» What the exercise asks
An accurate, complete copy of the records below is required.

*** Opening Data for review ***

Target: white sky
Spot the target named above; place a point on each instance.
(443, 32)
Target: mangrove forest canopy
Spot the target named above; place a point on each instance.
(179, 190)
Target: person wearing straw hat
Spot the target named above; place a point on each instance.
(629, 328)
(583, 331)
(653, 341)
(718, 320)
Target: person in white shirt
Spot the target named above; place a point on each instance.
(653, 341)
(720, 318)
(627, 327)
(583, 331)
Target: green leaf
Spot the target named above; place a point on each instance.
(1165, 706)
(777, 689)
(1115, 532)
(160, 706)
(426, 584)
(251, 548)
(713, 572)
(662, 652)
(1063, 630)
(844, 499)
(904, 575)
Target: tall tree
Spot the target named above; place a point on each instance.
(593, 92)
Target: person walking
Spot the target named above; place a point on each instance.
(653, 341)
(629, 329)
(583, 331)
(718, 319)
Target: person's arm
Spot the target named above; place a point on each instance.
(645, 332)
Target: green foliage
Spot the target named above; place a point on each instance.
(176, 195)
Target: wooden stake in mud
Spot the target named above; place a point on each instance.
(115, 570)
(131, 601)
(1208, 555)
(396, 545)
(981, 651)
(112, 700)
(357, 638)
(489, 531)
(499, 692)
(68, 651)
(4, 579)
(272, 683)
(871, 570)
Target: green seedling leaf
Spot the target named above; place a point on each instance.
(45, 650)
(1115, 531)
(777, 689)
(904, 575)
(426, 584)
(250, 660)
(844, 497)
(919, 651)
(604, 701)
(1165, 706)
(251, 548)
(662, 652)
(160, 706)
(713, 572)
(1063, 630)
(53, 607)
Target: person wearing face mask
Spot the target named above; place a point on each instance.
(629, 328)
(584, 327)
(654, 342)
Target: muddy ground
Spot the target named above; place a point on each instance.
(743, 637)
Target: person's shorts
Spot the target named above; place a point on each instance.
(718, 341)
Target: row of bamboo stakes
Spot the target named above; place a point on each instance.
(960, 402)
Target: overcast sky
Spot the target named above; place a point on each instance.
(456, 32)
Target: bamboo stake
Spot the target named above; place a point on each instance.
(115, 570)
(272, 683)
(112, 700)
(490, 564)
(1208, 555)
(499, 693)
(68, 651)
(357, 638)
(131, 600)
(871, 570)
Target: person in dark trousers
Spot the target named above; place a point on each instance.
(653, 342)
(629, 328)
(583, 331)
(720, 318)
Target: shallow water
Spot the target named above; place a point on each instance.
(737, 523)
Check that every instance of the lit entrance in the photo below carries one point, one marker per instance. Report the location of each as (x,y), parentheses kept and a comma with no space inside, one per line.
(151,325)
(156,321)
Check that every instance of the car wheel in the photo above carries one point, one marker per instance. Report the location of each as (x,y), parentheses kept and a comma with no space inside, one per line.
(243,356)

*** Closing Data for review ***

» Response for this exercise
Target: white sky
Spot the target named above; place a point on each instance.
(443, 32)
Target: mangrove forest canopy
Spot the target named above; place a point on each instance.
(179, 190)
Target: person wearing straw hat
Spot the target named above; place a point on each instance.
(629, 328)
(583, 331)
(653, 341)
(718, 320)
Target: person in white shirt
Spot the target named above; place a point on each instance.
(653, 341)
(720, 318)
(627, 327)
(583, 331)
Target: green leaf
Spot the target named above; place a point on each instance.
(1165, 706)
(777, 689)
(1115, 532)
(160, 706)
(426, 584)
(251, 548)
(713, 572)
(662, 652)
(1063, 630)
(844, 499)
(904, 575)
Target: tall tree
Spot the target named above; place a point on each instance.
(593, 92)
Target: person walking
Spot the target named above; place a point on each instance.
(653, 341)
(629, 329)
(583, 331)
(718, 319)
Target: person's arm
Spot the target named above; place a point on each instance.
(645, 332)
Target: green foliage
Spot the target named above; place a point on each instance.
(176, 195)
Target: wooden stake in mud
Spot the target named above; place a point on each instance.
(115, 570)
(131, 601)
(1208, 555)
(396, 545)
(981, 651)
(112, 700)
(357, 638)
(489, 531)
(499, 692)
(68, 651)
(4, 579)
(272, 683)
(871, 570)
Target: green seedling leaf
Spot the target named above; place a point on each instance.
(45, 650)
(1115, 531)
(777, 689)
(904, 575)
(426, 584)
(250, 660)
(844, 497)
(919, 651)
(604, 701)
(1165, 706)
(251, 548)
(662, 652)
(160, 706)
(713, 572)
(1063, 630)
(53, 607)
Target: person wearing face mask
Spot the target named above; place a point on each instance.
(629, 328)
(584, 327)
(654, 342)
Target: muddy ground
Spot the target named above; place a point on each instance.
(743, 637)
Target: person's shorts
Spot the target named above; place a point on each instance.
(718, 341)
Target: row of bamboo stakes
Spot the target named above; place a point on each instance.
(960, 402)
Target: overcast sky
Spot the target named above; place a point on each instance.
(456, 32)
Target: bamboo stake
Spot the target named above; place a point on each instance.
(115, 570)
(272, 683)
(112, 700)
(490, 564)
(1208, 555)
(499, 693)
(68, 651)
(357, 638)
(131, 600)
(871, 570)
Target: person in dark trousers
Spot the target named above; place a point on each instance.
(653, 342)
(629, 328)
(583, 331)
(720, 318)
Target: shallow water
Spot the target named above; place a point on each instance.
(737, 523)
Check that every instance of the lit entrance in the photo below carries one point, one marker per instance. Report the location of each as (x,y), parentheses kept and a comma with no space inside, one per line.
(151,325)
(156,321)
Check that every instance of the car wheel in the photo above carries one point, one marker per instance. Report the location of each as (x,y), parentheses kept and a comma with no space inside, one per line.
(243,356)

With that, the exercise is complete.